Your output must consist solely of the lines from the one containing "Keypoint placement: for each instance of the sailboat mast, put" through the end of the records, reproduced exactly.

= = = = = = =

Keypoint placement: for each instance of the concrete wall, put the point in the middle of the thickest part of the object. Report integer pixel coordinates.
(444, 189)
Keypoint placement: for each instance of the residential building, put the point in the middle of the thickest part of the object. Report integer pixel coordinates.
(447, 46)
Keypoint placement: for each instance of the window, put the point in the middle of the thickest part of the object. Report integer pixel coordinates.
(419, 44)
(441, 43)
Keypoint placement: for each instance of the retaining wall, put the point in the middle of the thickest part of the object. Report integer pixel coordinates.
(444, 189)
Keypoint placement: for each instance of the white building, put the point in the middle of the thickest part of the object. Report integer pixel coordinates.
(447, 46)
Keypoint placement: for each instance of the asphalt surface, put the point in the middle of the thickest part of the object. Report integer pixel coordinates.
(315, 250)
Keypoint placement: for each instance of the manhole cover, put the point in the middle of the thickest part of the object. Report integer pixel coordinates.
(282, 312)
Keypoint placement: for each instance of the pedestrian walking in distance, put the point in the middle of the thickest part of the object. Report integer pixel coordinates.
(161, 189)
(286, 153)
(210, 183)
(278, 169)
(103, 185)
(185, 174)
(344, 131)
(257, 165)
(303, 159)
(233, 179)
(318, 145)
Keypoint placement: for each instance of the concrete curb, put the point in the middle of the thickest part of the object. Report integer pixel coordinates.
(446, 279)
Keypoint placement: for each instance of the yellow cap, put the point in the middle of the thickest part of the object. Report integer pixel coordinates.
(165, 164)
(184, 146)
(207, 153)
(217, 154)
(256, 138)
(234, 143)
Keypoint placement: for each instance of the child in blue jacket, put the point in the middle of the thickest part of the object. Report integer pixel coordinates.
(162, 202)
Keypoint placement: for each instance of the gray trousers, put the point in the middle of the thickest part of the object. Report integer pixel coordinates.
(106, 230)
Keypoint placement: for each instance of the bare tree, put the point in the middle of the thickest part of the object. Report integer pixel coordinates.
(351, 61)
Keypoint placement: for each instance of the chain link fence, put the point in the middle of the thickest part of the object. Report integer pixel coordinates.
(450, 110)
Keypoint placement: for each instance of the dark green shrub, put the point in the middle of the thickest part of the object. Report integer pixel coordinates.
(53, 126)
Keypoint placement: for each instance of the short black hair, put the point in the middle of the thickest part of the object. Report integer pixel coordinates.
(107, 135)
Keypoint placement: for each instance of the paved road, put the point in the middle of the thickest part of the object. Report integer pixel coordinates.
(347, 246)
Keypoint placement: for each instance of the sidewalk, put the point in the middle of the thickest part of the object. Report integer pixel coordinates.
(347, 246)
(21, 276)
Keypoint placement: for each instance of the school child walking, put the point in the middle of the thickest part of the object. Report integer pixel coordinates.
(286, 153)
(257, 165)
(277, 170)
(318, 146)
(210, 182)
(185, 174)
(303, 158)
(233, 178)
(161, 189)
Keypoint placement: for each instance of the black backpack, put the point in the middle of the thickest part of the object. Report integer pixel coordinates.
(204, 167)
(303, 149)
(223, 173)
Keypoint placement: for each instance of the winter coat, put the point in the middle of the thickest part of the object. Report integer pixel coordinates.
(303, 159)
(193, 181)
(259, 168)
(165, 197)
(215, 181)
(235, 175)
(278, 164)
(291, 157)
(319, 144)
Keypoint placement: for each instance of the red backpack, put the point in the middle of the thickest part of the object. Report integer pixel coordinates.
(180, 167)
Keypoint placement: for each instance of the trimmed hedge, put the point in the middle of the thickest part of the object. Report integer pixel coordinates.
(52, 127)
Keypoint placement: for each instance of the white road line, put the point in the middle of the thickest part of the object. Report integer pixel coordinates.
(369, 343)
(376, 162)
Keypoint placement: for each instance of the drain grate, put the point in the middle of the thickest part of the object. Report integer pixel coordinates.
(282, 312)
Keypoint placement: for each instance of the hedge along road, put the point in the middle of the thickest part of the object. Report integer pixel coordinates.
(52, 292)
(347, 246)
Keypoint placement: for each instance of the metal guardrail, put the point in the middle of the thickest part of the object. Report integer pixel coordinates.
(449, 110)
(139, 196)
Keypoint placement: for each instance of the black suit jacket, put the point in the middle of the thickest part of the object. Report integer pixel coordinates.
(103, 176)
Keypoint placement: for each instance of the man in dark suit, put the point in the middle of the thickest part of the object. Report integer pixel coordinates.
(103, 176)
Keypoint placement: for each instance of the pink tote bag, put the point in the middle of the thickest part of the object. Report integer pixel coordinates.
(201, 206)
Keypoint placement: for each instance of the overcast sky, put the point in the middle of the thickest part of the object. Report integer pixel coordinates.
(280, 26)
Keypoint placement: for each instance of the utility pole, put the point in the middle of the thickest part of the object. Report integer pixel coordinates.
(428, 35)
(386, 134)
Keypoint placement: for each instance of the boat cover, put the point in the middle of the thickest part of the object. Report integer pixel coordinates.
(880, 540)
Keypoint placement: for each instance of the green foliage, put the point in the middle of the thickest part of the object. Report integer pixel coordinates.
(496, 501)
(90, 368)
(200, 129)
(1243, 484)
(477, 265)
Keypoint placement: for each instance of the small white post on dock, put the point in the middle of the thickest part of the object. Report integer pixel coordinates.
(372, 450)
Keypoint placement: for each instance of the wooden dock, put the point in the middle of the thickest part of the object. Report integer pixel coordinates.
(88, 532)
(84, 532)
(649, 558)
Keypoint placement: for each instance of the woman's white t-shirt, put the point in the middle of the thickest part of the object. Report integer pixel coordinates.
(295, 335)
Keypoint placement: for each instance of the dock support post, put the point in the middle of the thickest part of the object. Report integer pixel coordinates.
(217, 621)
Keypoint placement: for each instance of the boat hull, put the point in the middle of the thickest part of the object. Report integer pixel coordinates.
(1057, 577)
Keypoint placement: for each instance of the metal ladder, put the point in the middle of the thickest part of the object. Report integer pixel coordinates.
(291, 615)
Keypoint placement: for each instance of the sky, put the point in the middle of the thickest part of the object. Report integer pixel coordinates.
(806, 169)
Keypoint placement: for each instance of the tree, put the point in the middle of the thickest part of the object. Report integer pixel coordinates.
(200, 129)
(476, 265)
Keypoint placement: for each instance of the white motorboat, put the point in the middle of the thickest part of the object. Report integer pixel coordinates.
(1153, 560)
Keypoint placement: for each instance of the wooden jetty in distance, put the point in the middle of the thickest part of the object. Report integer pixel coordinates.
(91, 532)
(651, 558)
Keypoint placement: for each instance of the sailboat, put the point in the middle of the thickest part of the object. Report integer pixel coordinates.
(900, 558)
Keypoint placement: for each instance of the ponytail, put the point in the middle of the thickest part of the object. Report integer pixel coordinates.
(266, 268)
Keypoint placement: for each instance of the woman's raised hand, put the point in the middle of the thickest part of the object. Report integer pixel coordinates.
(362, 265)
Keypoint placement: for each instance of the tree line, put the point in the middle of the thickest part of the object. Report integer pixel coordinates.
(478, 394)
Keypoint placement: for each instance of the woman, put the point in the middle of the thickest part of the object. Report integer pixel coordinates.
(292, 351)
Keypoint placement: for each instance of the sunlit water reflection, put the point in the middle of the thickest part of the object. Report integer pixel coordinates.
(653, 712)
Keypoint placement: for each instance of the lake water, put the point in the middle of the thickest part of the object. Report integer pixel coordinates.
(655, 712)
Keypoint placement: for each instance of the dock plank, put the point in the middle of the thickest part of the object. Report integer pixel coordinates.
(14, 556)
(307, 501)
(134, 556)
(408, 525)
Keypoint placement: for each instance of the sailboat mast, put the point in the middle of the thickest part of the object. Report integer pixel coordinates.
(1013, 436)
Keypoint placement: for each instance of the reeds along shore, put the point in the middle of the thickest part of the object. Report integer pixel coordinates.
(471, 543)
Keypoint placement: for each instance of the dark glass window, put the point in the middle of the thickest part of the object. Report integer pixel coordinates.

= = = = = = =

(Exercise result):
Keypoint placement: for each instance of the sailboat mast, put the point in the middle of the thickest part of the object. Report integer pixel coordinates.
(1013, 436)
Keypoint placement: for each instance of the reeds along shore, put the point in the middle of the thickest part of the object. Report integer pixel coordinates.
(471, 543)
Keypoint placement: for each instance of the dark glass window, put the point in the middle of the thickest part of the object. Report integer pixel coordinates.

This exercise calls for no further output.